Exercise aim:
Using the records below, repeat exactly the lines from the one holding "Target: red tinted visor" through the one holding "Expected behaviour: the pointer places one marker on the omp", both ends included, and no others.

Records from a data source
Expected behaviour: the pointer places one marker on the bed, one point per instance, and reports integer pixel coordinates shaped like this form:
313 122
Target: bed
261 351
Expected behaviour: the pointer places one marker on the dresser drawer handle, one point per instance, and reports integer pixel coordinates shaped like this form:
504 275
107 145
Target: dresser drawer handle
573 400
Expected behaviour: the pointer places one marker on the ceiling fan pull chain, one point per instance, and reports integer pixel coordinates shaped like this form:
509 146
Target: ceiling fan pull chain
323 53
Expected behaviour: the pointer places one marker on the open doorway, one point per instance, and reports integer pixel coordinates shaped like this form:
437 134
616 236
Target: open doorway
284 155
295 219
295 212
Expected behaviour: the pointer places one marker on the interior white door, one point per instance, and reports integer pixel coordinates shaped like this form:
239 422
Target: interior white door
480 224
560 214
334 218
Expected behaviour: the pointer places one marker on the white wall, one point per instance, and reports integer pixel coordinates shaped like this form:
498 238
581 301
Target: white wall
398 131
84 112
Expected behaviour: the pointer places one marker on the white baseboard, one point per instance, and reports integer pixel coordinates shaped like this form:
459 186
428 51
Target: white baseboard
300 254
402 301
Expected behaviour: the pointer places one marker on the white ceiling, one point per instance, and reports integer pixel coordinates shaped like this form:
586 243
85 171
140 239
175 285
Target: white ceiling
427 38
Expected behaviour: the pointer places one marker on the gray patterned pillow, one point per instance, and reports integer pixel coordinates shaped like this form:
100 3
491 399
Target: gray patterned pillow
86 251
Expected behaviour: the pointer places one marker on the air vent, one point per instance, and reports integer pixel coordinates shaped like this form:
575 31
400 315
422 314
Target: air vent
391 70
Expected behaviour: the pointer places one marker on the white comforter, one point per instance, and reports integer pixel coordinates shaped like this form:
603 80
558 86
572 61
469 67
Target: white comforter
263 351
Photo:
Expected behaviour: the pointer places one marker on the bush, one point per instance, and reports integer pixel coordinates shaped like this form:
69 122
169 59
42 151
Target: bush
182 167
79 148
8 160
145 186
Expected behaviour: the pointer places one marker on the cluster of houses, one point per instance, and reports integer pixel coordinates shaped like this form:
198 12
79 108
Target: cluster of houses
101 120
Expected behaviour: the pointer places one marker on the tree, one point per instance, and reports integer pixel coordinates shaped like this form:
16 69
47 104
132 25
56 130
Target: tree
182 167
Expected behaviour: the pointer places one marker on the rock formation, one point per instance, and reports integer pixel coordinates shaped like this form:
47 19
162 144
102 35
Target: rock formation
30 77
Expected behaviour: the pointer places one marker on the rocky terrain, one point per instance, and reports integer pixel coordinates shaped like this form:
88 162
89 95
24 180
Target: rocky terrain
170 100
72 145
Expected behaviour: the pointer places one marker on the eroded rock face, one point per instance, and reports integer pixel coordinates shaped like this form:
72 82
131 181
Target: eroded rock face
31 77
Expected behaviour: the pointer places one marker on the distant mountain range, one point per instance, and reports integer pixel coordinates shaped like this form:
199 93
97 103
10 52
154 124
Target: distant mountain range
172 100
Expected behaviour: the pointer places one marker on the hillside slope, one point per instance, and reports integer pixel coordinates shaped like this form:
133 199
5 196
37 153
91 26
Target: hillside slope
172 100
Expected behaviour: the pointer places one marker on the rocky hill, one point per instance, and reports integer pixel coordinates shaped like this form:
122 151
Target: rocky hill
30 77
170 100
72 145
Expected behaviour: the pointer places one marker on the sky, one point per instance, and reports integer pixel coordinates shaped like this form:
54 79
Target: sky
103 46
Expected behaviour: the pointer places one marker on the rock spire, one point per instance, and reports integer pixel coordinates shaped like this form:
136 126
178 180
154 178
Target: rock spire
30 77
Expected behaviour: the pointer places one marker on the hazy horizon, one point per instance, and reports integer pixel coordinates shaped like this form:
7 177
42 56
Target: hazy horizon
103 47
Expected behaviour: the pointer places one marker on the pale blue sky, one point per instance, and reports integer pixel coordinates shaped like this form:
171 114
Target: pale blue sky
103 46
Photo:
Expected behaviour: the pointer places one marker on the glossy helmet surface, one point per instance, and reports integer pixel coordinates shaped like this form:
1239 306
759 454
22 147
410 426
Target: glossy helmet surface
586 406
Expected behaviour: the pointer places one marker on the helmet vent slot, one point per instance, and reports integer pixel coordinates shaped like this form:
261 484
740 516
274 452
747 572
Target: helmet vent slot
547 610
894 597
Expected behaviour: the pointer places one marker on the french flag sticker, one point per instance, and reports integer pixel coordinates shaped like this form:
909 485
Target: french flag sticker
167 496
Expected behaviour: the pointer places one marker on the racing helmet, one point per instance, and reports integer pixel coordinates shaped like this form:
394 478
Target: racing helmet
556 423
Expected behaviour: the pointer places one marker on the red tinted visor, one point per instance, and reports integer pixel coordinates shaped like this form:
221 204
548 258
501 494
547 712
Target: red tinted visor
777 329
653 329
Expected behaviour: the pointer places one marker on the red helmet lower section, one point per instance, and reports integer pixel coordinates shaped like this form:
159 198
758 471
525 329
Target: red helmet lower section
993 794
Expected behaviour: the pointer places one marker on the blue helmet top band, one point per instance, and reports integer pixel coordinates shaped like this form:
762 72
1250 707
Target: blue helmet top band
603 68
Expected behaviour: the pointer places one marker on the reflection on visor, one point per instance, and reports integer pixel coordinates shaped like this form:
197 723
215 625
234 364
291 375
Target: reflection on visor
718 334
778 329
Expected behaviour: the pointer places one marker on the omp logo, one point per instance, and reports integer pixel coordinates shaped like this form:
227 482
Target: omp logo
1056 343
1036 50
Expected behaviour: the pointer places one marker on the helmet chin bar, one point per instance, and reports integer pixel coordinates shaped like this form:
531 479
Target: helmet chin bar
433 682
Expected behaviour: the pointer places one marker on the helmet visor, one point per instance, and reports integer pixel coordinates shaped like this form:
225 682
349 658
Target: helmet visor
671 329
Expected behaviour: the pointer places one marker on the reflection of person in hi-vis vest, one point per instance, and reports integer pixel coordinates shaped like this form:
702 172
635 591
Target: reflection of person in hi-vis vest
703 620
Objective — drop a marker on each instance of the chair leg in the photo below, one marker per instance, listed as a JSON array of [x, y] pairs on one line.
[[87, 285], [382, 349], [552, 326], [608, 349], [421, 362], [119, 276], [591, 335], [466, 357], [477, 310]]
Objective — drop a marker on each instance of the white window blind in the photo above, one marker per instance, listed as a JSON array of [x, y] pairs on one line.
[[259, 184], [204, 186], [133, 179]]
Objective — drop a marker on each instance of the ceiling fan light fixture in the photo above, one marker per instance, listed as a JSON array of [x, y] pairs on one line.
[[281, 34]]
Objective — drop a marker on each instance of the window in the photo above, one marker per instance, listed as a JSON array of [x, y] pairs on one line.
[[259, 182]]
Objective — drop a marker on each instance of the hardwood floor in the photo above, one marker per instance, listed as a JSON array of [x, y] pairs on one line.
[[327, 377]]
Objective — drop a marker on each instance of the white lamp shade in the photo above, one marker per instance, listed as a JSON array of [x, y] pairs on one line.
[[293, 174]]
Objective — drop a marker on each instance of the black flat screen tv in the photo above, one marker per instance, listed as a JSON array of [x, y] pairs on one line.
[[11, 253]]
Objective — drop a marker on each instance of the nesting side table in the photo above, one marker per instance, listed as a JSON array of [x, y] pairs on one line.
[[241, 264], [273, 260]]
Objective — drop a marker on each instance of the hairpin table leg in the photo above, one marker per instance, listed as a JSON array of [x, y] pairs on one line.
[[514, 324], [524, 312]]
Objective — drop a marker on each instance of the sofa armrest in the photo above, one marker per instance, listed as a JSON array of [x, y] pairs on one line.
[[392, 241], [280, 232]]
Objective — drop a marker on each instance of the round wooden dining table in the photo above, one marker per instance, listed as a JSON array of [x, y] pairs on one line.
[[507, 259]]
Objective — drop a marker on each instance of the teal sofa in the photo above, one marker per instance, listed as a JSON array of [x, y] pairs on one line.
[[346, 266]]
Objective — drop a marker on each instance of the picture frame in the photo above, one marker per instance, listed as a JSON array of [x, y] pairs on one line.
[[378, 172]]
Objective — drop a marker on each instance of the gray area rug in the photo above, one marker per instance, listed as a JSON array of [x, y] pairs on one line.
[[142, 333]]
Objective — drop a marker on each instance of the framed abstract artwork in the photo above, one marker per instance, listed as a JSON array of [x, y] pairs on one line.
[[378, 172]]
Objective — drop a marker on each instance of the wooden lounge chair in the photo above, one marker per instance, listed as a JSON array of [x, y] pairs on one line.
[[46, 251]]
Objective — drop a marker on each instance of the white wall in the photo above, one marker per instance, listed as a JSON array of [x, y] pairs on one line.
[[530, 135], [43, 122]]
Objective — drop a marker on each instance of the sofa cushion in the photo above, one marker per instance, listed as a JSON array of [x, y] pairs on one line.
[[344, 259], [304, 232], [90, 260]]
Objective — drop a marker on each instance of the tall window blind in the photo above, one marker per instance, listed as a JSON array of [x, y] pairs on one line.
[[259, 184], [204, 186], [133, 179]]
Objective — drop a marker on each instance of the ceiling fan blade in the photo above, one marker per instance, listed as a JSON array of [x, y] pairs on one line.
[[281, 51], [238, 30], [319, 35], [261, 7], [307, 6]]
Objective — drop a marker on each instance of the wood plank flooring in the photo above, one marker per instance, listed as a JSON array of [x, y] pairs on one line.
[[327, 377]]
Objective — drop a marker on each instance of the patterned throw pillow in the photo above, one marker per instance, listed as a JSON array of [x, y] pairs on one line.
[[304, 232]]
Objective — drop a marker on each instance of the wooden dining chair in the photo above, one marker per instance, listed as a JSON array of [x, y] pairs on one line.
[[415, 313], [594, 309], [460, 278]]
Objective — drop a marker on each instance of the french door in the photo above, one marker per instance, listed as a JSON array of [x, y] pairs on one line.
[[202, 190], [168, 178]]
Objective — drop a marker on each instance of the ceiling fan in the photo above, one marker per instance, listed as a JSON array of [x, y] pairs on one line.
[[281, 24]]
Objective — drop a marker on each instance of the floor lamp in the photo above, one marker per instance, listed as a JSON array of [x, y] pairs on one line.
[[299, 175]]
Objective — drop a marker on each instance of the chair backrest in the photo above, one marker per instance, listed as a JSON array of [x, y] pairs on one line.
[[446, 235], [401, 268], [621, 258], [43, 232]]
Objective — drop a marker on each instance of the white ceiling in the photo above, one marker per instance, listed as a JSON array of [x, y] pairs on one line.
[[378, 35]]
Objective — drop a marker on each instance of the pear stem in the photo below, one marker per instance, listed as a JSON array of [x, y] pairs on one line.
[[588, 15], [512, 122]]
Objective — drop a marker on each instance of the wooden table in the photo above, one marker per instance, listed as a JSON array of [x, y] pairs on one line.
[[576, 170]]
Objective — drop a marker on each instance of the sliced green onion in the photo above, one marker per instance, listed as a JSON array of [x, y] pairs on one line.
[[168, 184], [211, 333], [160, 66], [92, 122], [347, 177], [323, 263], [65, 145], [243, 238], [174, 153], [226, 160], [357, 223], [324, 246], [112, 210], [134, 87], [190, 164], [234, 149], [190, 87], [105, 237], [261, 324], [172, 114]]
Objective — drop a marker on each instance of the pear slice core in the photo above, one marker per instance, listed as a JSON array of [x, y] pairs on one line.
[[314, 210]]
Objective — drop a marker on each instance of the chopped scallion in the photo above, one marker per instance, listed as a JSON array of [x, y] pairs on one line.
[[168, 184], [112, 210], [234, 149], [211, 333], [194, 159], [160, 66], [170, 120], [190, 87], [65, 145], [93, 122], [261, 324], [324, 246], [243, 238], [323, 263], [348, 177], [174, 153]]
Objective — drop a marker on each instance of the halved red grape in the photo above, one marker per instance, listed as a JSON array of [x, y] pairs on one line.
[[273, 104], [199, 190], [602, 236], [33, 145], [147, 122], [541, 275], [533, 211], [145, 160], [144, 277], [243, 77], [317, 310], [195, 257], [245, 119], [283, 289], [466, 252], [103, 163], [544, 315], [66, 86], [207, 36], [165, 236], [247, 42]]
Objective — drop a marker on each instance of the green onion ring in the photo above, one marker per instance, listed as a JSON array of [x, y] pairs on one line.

Response:
Target: red tinted visor
777 329
653 329
Expected behaviour: the pointer places one marker on the red helmet lower section, one point per instance, and reports integer pixel coordinates shaped like this form:
159 198
758 471
525 329
Target: red helmet lower section
993 794
Expected behaviour: the pointer places one marker on the blue helmet top band, one point per instance, and reports integer pixel coordinates shaped like this form:
762 72
1250 707
Target: blue helmet top band
603 68
Expected behaviour: the pointer places one marker on the reflection on visor, one point per instance, and reports integer pixel coordinates shaped like this form:
197 723
215 625
234 364
291 375
Target: reflection on visor
718 334
778 329
Expected behaviour: the pointer places one marker on the omp logo, one point per instance, and reports integer pixel coordinates shaped like this form:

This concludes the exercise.